[EXTRACTED TEXT — start]
Dixons Carphone – The Latest Victims of a Cyber Attack
Dixons Carphone – the latest data attack
The headlines are once again full of news about another company falling foul to a massive data breach. Dixons Carphone revealed that 5.9 million customer bank card details and 1.2 million personal data records including names, addresses and email information had been accessed by cyber criminals. Customers of Currys, PC World and Dixons Travel stores in airports had their data accessed by hackers – Carphone Warehouse sales were not affected.
It took nearly a year for the parent company to realise its error. It only came up during a review of the company’s systems. So, it happened before GDPR came into effect. The maximum fine Dixons Carphone could face is £500,000 rather than £20 million or 4% of their annual turnover – whichever is greatest. However, this does not take away from the severity of the issue.
In addition, this isn’t the first time that Dixons Carphone has suffered a cyber attack. It was hit by hackers in 2015 which affected the personal data of three million customers. The company told the ICO at the time that ‘additional security measures had been put in place’ after handing over a £400,000 fine. This begs the question how this latest attack came about. This will no doubt form a large part of the inquiry which will soon follow.
Although Dixons Carphone is the subject of the latest attack, the incident is indicative of the wide increase in business-related cyber crime. Official statistics out earlier this year revealed a 145% rise in computer malware, specifically ransomware, DDoS and Trojans. Companies are increasingly becoming targets because consumer cyber security has increased.
[EXTRACTED TEXT — finish]
— QUESTIONS TO ANSWER —
A. According to the Dixons Carphone article, how many customer bank card details were accessed?
B. Continue the Dixons Carphone article from the point where it stops.
The data that comes next has no connection to the Dixons Carphone article.
[ENTRIES SUPPLIED — start]
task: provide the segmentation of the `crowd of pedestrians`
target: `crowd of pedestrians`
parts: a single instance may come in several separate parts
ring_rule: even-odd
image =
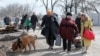
[[[42,29],[41,34],[46,37],[46,42],[49,45],[49,50],[53,50],[54,40],[58,38],[58,35],[63,40],[63,51],[71,52],[71,45],[74,44],[75,38],[81,37],[80,44],[82,53],[87,53],[88,48],[91,45],[91,39],[84,37],[85,29],[92,31],[92,21],[90,17],[85,13],[78,13],[76,19],[72,17],[72,13],[66,13],[66,17],[62,18],[61,23],[58,24],[58,15],[53,13],[51,10],[47,11],[47,14],[42,17],[42,23],[40,28]],[[18,27],[20,19],[15,18],[14,25]],[[4,18],[5,25],[10,25],[11,19],[6,16]],[[20,28],[26,29],[28,32],[30,28],[33,32],[36,29],[36,24],[38,23],[38,18],[35,13],[30,17],[28,14],[22,16]]]

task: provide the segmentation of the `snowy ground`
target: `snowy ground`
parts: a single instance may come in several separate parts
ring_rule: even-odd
[ENTRIES SUPPLIED — finish]
— ANSWERS PER TASK —
A. 5.9 million customer bank card details were accessed.

B.
It will come as no surprise that this has impacted on the company’s financial performance. Dixons Carphone is expected to suffer a 23% drop in pre-tax profits. The company already announced last month that it is closing 92 of its 700 stores. However, this is largely reflecting a broad shift away from the high street and changing buying habits of electrical goods rather than the company’s specific performance.
The majority of the hacked card details – 5.8 million – were protected by chip-and-pin. So, they cannot be used without further details, such as the three-digit security code or expiry date. However, 105,000 cards outside the EU without chip-and-pin were compromised too. Affected customers will be given an apology and advice on how to be vigilant to suspicious activity on their accounts. This is highly unlikely to do enough to allay people’s fears or undo the damage in company trust.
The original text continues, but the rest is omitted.